Box annotations for photos:
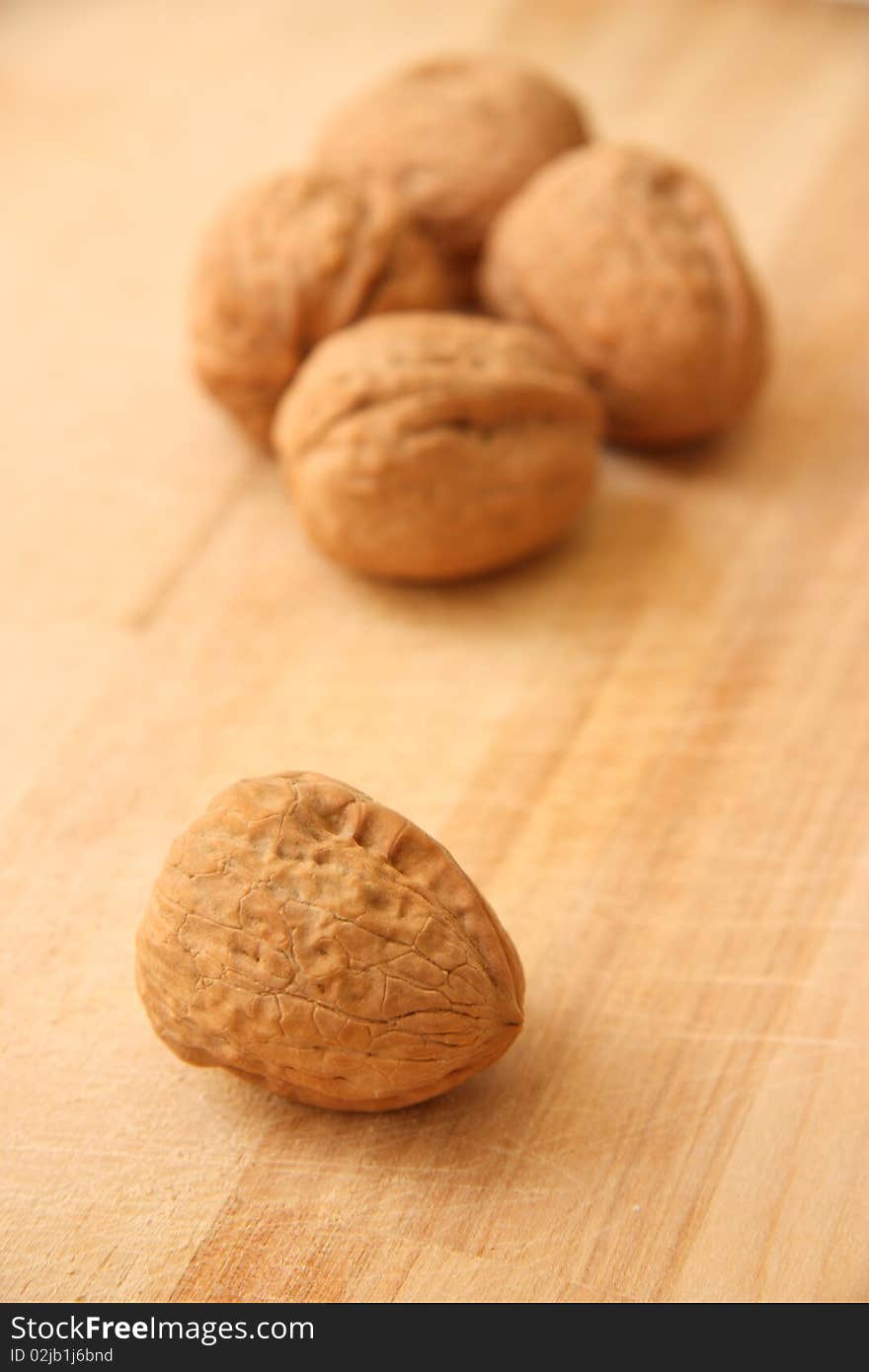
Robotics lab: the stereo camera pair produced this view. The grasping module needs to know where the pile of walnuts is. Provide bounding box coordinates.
[191,56,766,581]
[136,57,766,1111]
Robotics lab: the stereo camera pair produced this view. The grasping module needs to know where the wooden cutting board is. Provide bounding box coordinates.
[0,0,869,1302]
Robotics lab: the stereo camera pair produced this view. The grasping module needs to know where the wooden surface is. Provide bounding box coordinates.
[0,0,869,1302]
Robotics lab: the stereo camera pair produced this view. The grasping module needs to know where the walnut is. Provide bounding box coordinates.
[482,144,766,447]
[191,173,456,444]
[317,55,588,286]
[274,313,598,581]
[136,773,524,1110]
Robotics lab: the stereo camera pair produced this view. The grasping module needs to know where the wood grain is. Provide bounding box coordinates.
[0,0,869,1302]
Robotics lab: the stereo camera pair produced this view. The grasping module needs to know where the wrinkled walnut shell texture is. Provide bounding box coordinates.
[317,56,588,272]
[136,773,524,1110]
[274,313,598,581]
[191,175,456,446]
[481,144,766,447]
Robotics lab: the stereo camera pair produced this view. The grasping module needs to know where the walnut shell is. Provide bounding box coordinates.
[481,144,766,447]
[317,55,588,271]
[136,773,524,1110]
[274,313,598,581]
[185,173,457,444]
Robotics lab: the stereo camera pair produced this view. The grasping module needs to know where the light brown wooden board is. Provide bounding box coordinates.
[0,0,869,1301]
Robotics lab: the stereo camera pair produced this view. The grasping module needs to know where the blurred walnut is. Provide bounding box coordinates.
[317,55,588,285]
[191,173,454,443]
[136,773,523,1110]
[482,144,766,447]
[274,313,598,580]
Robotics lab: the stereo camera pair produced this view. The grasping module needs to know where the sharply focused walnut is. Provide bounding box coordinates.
[274,313,598,580]
[191,173,456,443]
[317,55,588,286]
[136,773,524,1110]
[482,144,766,447]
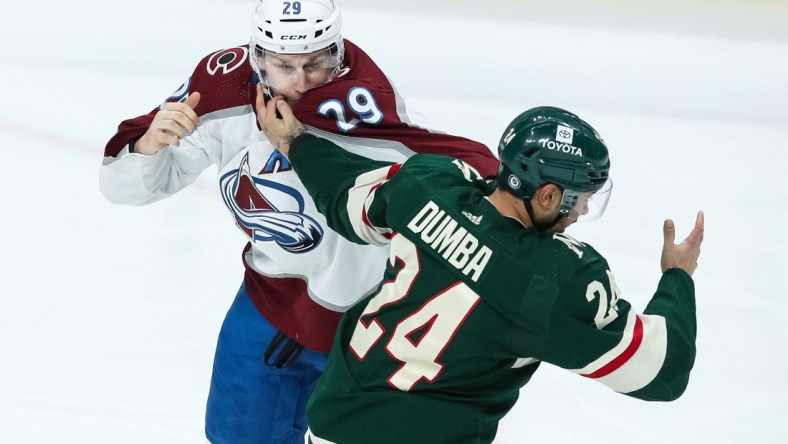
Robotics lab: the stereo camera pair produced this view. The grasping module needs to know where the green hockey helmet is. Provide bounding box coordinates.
[498,106,612,224]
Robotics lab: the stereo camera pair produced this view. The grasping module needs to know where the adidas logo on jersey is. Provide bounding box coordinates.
[462,211,484,225]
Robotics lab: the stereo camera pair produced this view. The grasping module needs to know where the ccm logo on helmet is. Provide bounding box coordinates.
[539,139,583,156]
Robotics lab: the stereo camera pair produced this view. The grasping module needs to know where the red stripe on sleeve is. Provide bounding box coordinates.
[582,316,643,379]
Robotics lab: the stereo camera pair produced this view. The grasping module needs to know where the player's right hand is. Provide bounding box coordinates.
[134,92,200,154]
[661,211,704,276]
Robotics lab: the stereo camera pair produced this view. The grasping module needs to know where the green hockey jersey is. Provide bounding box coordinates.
[290,135,696,444]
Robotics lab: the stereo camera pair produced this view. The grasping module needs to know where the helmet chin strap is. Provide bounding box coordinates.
[523,199,564,231]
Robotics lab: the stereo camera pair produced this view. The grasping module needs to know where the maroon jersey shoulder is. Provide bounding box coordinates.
[104,45,255,157]
[293,40,498,177]
[188,45,255,116]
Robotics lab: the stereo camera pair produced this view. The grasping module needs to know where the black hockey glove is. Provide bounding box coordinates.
[263,331,304,368]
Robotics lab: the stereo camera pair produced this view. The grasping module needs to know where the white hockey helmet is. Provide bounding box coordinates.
[249,0,344,94]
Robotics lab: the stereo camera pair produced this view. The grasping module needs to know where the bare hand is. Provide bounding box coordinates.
[255,86,306,157]
[134,92,200,154]
[661,211,703,276]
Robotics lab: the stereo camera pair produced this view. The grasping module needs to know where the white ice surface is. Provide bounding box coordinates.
[0,0,788,444]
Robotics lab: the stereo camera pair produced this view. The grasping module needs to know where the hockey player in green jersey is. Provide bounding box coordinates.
[258,94,704,444]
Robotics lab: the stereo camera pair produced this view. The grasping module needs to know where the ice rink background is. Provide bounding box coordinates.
[0,0,788,444]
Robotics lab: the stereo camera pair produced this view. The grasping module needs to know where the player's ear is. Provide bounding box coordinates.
[535,183,563,212]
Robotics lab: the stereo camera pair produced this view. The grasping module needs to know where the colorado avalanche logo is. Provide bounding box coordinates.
[219,153,323,253]
[207,47,248,75]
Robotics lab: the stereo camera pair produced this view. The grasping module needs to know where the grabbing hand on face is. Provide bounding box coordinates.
[255,86,306,157]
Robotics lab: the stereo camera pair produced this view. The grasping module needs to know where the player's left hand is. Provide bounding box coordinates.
[255,85,306,157]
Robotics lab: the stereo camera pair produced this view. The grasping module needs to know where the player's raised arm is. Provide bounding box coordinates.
[134,92,200,154]
[661,211,704,276]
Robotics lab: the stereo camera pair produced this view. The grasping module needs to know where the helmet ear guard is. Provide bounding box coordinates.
[498,107,612,225]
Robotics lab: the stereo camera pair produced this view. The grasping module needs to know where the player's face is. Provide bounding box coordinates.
[263,50,336,103]
[547,193,594,233]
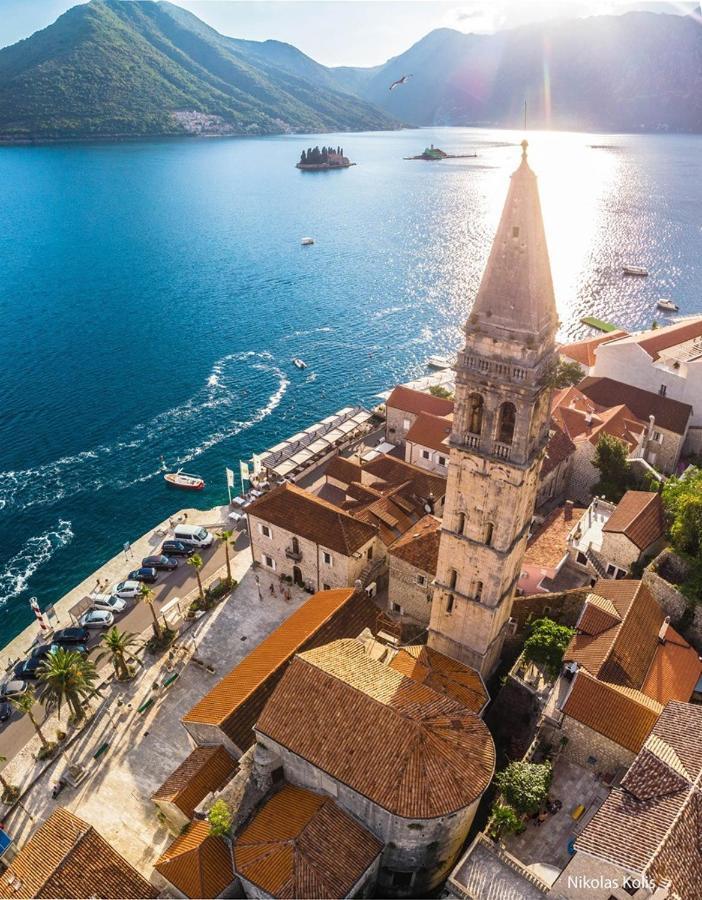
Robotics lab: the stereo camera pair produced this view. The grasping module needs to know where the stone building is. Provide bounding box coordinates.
[429,142,558,674]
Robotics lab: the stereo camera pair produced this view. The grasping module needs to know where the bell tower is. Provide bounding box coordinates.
[429,141,558,676]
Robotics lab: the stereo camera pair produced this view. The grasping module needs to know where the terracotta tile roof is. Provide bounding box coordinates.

» DIRECTIONS: Please scale the lines starting at the one containing "player's face is. Provide bounding box coordinates." and ending at the last line of the items, writing every line out again in full with each bounding box coordinate multiplied by 1.85 and rounded to a whole number, halves rounding up. Leave the pictures out of your answer.

» EXERCISE SOLUTION:
Robotics lab: the stereo camera pair produced this view. The grasping module needs to know where the player's face is. Provide bounding box coordinates.
[487,93,622,191]
[1012,357,1099,431]
Robotics lab: the stereo camera pair produced this view. The grasping module needs to know where the stone building is. Provide bounding box coordinates.
[794,263,1032,1247]
Robotics lab: the stereo camera pair produced this view. The grasping module needs to know where the bell tower is. Provide bounding box coordinates.
[794,261,1032,1251]
Robotics lab: the stereo camera pair produced this view. The grasping module needs to know where the terracotta tile roof is. Provide bounding box coordinates.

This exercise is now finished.